■ Directions:
Turn the data into a numbered list, starting at the beginning and going on through the line with "Query: green foliage", with any blank lines left out. Leave the pictures out of your answer.

Boundary labeling data:
......
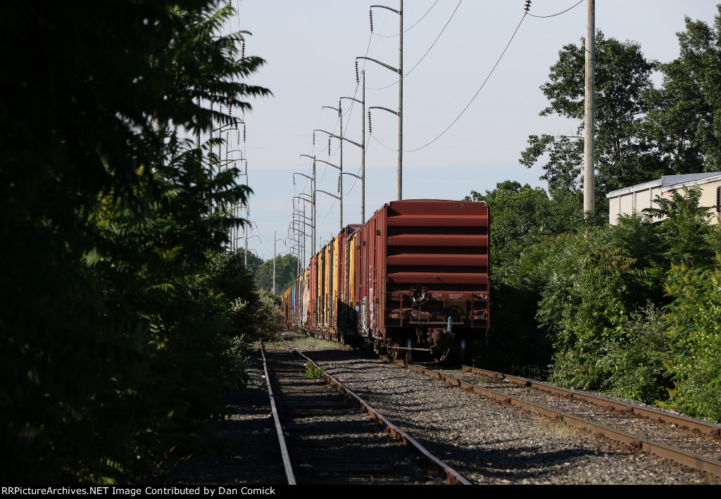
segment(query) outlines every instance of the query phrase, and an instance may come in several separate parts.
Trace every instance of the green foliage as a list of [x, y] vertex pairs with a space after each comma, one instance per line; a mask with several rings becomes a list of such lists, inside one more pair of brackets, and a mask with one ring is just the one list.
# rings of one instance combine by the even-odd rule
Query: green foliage
[[[528, 136], [528, 147], [520, 162], [530, 168], [545, 159], [547, 180], [552, 190], [581, 190], [583, 164], [585, 40], [567, 45], [551, 66], [549, 81], [541, 87], [549, 105], [541, 116], [557, 114], [578, 123], [575, 136], [543, 134]], [[649, 110], [645, 94], [657, 63], [648, 61], [634, 42], [596, 36], [595, 161], [598, 208], [603, 195], [640, 183], [663, 174], [658, 151], [647, 140], [642, 118]], [[547, 156], [546, 156], [547, 154]]]
[[661, 232], [668, 244], [666, 255], [675, 263], [709, 264], [713, 260], [707, 242], [709, 207], [699, 206], [700, 200], [698, 187], [684, 188], [683, 193], [671, 193], [671, 199], [658, 198], [654, 201], [658, 208], [644, 210], [651, 216], [662, 218]]
[[319, 379], [324, 376], [324, 369], [322, 367], [316, 367], [310, 362], [305, 364], [306, 377], [312, 379]]
[[711, 268], [673, 265], [666, 291], [673, 380], [667, 407], [721, 421], [721, 256]]
[[477, 360], [514, 374], [528, 366], [545, 370], [551, 342], [535, 319], [547, 281], [543, 262], [554, 251], [554, 236], [580, 224], [578, 196], [556, 191], [549, 198], [543, 189], [506, 181], [485, 194], [472, 191], [466, 200], [484, 201], [491, 213], [492, 319], [489, 345]]
[[671, 350], [668, 324], [653, 304], [631, 314], [624, 332], [624, 341], [609, 345], [598, 367], [609, 373], [603, 385], [610, 395], [663, 404], [673, 387], [666, 366]]
[[649, 94], [650, 140], [671, 173], [721, 170], [721, 5], [714, 25], [686, 18], [680, 56], [659, 69], [663, 86]]
[[270, 291], [257, 291], [258, 306], [255, 312], [255, 328], [258, 336], [271, 336], [283, 330], [280, 297]]
[[231, 123], [198, 97], [237, 111], [268, 94], [238, 82], [262, 61], [218, 35], [231, 13], [0, 7], [4, 46], [45, 48], [1, 56], [17, 76], [0, 81], [5, 482], [157, 477], [243, 381], [252, 281], [218, 255], [242, 223], [222, 210], [250, 191], [213, 174], [217, 141], [198, 150], [176, 131]]
[[[296, 283], [298, 258], [292, 255], [275, 257], [275, 293], [278, 294]], [[263, 262], [255, 271], [255, 286], [258, 289], [270, 291], [273, 288], [273, 261]]]

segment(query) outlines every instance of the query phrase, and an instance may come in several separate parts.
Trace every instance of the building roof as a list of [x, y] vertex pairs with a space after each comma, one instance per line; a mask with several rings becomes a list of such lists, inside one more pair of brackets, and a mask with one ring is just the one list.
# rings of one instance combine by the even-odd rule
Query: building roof
[[690, 187], [691, 185], [699, 185], [706, 184], [709, 182], [721, 180], [721, 172], [711, 172], [709, 173], [689, 173], [684, 175], [664, 175], [658, 180], [651, 180], [643, 184], [632, 185], [624, 187], [606, 195], [606, 198], [616, 198], [617, 196], [637, 193], [642, 190], [648, 190], [654, 187], [665, 187], [669, 190], [680, 189], [683, 187]]

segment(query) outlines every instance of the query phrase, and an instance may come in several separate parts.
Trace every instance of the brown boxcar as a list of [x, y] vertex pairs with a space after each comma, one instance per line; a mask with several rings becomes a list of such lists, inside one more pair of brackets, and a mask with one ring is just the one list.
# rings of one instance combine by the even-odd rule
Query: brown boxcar
[[394, 356], [464, 356], [488, 317], [488, 209], [482, 203], [393, 201], [355, 238], [359, 334]]
[[283, 314], [311, 335], [363, 338], [395, 357], [464, 357], [488, 330], [488, 252], [482, 203], [392, 201], [311, 257]]

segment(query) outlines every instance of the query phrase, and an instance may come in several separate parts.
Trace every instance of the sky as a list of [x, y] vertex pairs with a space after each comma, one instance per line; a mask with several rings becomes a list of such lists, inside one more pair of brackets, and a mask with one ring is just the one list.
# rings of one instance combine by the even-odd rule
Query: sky
[[[530, 14], [552, 16], [577, 1], [533, 0]], [[371, 4], [397, 9], [399, 0], [233, 2], [238, 15], [228, 29], [249, 32], [246, 54], [266, 61], [249, 83], [273, 92], [251, 100], [252, 110], [244, 116], [244, 154], [254, 193], [248, 248], [264, 260], [273, 257], [274, 239], [279, 239], [278, 254], [290, 251], [293, 196], [310, 192], [304, 177], [296, 175], [293, 183], [294, 172], [311, 176], [311, 160], [300, 155], [340, 163], [340, 141], [332, 140], [329, 156], [328, 136], [317, 133], [314, 146], [313, 131], [340, 135], [337, 112], [323, 106], [337, 108], [342, 97], [360, 99], [355, 58], [398, 66], [399, 17], [373, 8], [371, 34]], [[539, 115], [548, 105], [539, 87], [559, 50], [584, 37], [585, 1], [542, 18], [524, 17], [524, 4], [523, 0], [404, 3], [404, 199], [461, 199], [472, 190], [490, 190], [508, 180], [546, 187], [539, 180], [541, 165], [528, 169], [518, 158], [529, 135], [575, 132], [576, 123]], [[668, 62], [678, 56], [676, 33], [684, 30], [684, 17], [712, 25], [717, 12], [709, 0], [599, 0], [596, 28], [606, 38], [638, 43], [647, 59]], [[360, 60], [359, 69], [363, 68], [366, 107], [397, 110], [397, 74]], [[660, 81], [655, 75], [655, 84]], [[360, 106], [351, 104], [342, 100], [343, 135], [360, 143]], [[366, 125], [366, 220], [396, 199], [398, 156], [397, 118], [381, 110], [371, 112], [371, 133], [367, 117]], [[344, 172], [360, 173], [360, 151], [344, 143]], [[317, 162], [317, 190], [337, 193], [337, 169]], [[330, 195], [318, 193], [317, 207], [317, 249], [319, 240], [324, 243], [337, 234], [340, 221], [338, 201]], [[310, 217], [309, 205], [306, 213]], [[360, 181], [344, 175], [343, 225], [360, 221]]]

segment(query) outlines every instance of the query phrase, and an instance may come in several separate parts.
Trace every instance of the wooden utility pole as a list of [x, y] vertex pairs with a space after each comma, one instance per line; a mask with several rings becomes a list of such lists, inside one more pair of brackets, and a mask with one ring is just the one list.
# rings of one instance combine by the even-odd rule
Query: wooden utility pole
[[593, 91], [596, 81], [596, 1], [586, 0], [585, 107], [583, 138], [583, 213], [593, 216], [596, 211], [593, 175]]

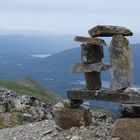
......
■ Exercise result:
1. segment(query) outlines every instance of the query phrase, and an instance may come in several separate parts.
2. Trace every instance of the green foliage as a list of [x, y] vertex pairs with a space after each comma, one instance per line; a mask with several rings becomes a list of such lists, inside one more pair of brackets, and a mask with one ring is just the one list.
3. # rings of one instance combine by the even-odd rule
4. Query: green foliage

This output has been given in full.